AIM ▸
Change each occurrence of "component" to "system" in the rows below, keeping all other text the same.

··· DATA ···

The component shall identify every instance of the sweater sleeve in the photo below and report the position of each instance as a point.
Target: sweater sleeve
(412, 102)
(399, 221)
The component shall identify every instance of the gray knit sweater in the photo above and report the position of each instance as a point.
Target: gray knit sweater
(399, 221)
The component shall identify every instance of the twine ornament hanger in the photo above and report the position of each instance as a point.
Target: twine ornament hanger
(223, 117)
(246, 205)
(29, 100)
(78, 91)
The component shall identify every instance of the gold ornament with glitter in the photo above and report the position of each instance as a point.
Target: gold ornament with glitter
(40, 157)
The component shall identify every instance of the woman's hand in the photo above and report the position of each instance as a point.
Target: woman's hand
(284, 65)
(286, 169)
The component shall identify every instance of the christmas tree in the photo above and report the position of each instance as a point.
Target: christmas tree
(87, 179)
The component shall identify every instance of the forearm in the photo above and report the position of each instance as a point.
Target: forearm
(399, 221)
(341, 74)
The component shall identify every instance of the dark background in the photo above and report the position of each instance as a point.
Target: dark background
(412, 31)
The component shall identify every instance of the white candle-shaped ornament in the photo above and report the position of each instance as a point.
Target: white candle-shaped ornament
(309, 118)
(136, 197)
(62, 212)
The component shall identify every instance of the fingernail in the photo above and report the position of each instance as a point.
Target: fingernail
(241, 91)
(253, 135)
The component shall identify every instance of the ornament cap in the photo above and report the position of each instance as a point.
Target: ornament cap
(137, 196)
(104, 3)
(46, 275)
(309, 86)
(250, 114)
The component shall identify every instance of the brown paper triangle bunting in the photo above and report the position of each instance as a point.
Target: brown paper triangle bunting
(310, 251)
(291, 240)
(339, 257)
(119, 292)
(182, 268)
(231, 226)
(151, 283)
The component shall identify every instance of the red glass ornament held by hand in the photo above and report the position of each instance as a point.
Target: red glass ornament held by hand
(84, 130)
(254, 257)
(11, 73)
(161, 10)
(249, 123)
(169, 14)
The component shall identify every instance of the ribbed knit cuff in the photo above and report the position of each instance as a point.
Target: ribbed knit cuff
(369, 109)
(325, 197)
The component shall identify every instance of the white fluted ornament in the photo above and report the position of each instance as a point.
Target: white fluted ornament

···

RESPONSE TO THIS EXERCISE ▸
The system shall identify every instance of the sweater sleeve in the photo below and report the position of each instance as a point.
Target: sweater sleeve
(412, 102)
(399, 221)
The system shall identify every instance of the gray knit sweater in the photo above and report the position of each instance as a point.
Target: gray knit sweater
(399, 221)
The system shall identify every instance of the twine ornament hanger in the photo above and report the position of each instance as a point.
Target: twine ornament hanger
(223, 117)
(246, 205)
(29, 100)
(78, 91)
The system shall identify every instance of the gold ornament with glitter in the photo above and report the position of each instance as a point.
Target: gold ornament with glitter
(40, 157)
The system shall identify every instance of the woman's hand in the photo above and report the position of each instance as a point.
Target: woman's hand
(284, 65)
(286, 169)
The system shall identify every instance of the christmas tree in the photo above and report the position of each instance as a point.
Target: christmas tree
(87, 179)
The system shall identify every instance of the forearm in the photo above and report the position of each instance as a point.
Target: forearm
(399, 221)
(341, 74)
The system shall identify every instance of the dark background in the photo above and report the position of each instance as a point.
Target: dark background
(412, 31)
The system shall identify every instance of the white candle-shaped ornament in the photo above and report the position of each instance as a point.
Target: white candle-shaped ornament
(309, 118)
(136, 197)
(62, 212)
The system shall identify every instance of the fingernail in the photo above and report the position of each instance as a point.
Target: fingernail
(241, 91)
(253, 135)
The system shall identify every instance of the ornament cap in the photo above and report the position of each instance as a point.
Target: ornament cap
(137, 196)
(104, 3)
(46, 275)
(309, 86)
(250, 114)
The system shall identify every instance of the brown paper triangle bunting in the photo above and report the position of each instance as a point.
Target: brown paper triangle bunting
(310, 251)
(291, 240)
(339, 257)
(119, 292)
(182, 268)
(231, 226)
(151, 283)
The system shall identify every instance of the red glass ornament held by hand in the photo above and report the position of each instance as a point.
Target: red glass ornament held by hand
(84, 130)
(254, 257)
(11, 73)
(161, 10)
(249, 123)
(169, 14)
The system shall identify every instance of the ribbed knit cuff in the photo above and report the position of each instance as a point.
Target: ribbed knit cuff
(369, 109)
(325, 197)
The system shall identify every instance of the white fluted ornament in the photo above and report the position of each instance as a point.
Target: white fluted ornament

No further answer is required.